__WHAT YOU HAVE TO DO__:
Rewrite only the stretch of lines from the one containing "For the benchmark, provide" through the one containing "Target: office chair backrest", changing "backrest" to "seatback" and leaving everything else as it is. Leave the pictures out of your answer.

__INFORMATION SUPPLIED__:
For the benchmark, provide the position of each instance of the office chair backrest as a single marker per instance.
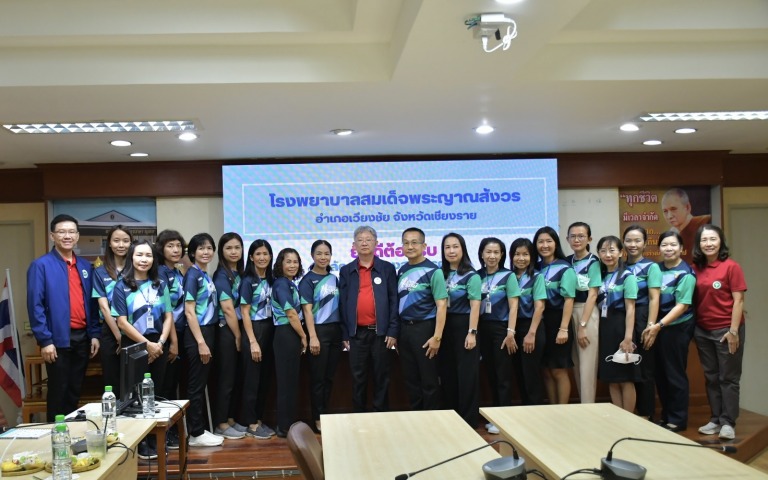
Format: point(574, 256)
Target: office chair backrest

--

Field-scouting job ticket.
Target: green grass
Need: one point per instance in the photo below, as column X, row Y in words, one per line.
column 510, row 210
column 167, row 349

---

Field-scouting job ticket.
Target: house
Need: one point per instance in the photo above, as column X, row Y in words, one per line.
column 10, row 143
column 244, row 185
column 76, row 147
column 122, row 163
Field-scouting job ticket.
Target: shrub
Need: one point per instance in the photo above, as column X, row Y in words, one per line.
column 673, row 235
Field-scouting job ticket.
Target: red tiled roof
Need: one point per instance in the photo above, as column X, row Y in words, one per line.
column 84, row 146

__EXERCISE SOLUTION__:
For the benchmark, provide the position of each instance of the office chair seatback as a single marker per instance.
Format: point(574, 256)
Target: office chair seatback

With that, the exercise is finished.